▶ **DOCUMENT TEXT**:
○ ○ ○
Perusing my facebook feed’s many discussions about the war in the Donbas, I was struck by a comment that the soldiers of Ukrainian army were treated “worse than stray dogs” in the liberated towns and villages of eastern Ukraine. Another poignant comment remarked: why should my brother risk his life to liberate the East from the separatists while the locals in eastern regions are not even grateful for his sacrifice? Despite numerous anecdotes of elated civilians greeting the Ukrainian army, it would be a mistake to conclude that Severodonetsk residents’ chanting of “Thank you” and “Glory to Ukraine” is the norm for the territories recaptured from the separatist militias in eastern Ukraine.
This raises an important question: why did local population so often greet the Ukrainian service members coldly in liberated towns? The answer is indiscriminate violence employed against civilians.
The logic of indiscriminate violence in civil war
Stathis Kalyvas, a prominent scholar in civil war studies, has solidified our understanding of why indiscriminate violence is counterproductive. Unlike selective violence, which punishes specific individuals based on intelligence against them (e.g., targeted killings of rebel leaders), indiscriminate violence targets individuals based on their shared identity with a specific group (e.g., attacking a village regardless of whether individual villagers personally contributed to boost insurgency). Selective violence has a deterrent effect: when civilians know that they are more likely to be punished for assisting insurgents, they try to avoid such actions. In contrast, indiscriminate violence helps rebels recruit civilians into insurgency. When under indiscriminate attacks, civilians face a choice: a low probability of survival under fire or a slightly higher probability of survival by joining the insurgency due to the rebels knowing the terrain better, having intelligence about where the government is likely to strike next, and having access to weapons, which helps counter the sense of helplessness in the face of indiscriminate attacks. This is not to say that everyone joins the rebels when facing indiscriminate violence, but only that the rates of recruitment into the rebel movement are higher under this type of violence. In addition, even when rebels do not provide good governance, by pointing at the government as the side that employs indiscriminate violence against civilians, they are able to win more hearts and minds, let alone the anger that civilians feel at the government when their friends and family are hurt by those attacks.
○ ○ ○
Photo labels with bounding boxes
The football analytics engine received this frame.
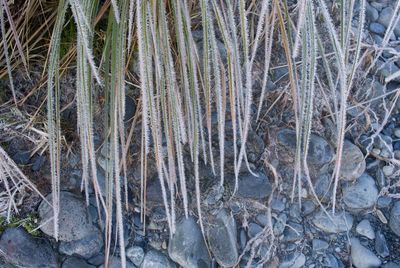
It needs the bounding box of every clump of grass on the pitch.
[0,213,41,236]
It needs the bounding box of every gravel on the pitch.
[312,211,353,233]
[168,217,211,267]
[343,173,378,211]
[356,219,375,240]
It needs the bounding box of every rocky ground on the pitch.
[0,0,400,268]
○ ○ ○
▶ **REQUIRED TASK**:
Revise the article on the Donbas war between "This raises an" and "employed against civilians.", inclusive, changing "coldly" to "with suspicion", and give the revised passage.

▶ **FULL SOLUTION**:
This raises an important question: why did local population so often greet the Ukrainian service members with suspicion in liberated towns? The answer is indiscriminate violence employed against civilians.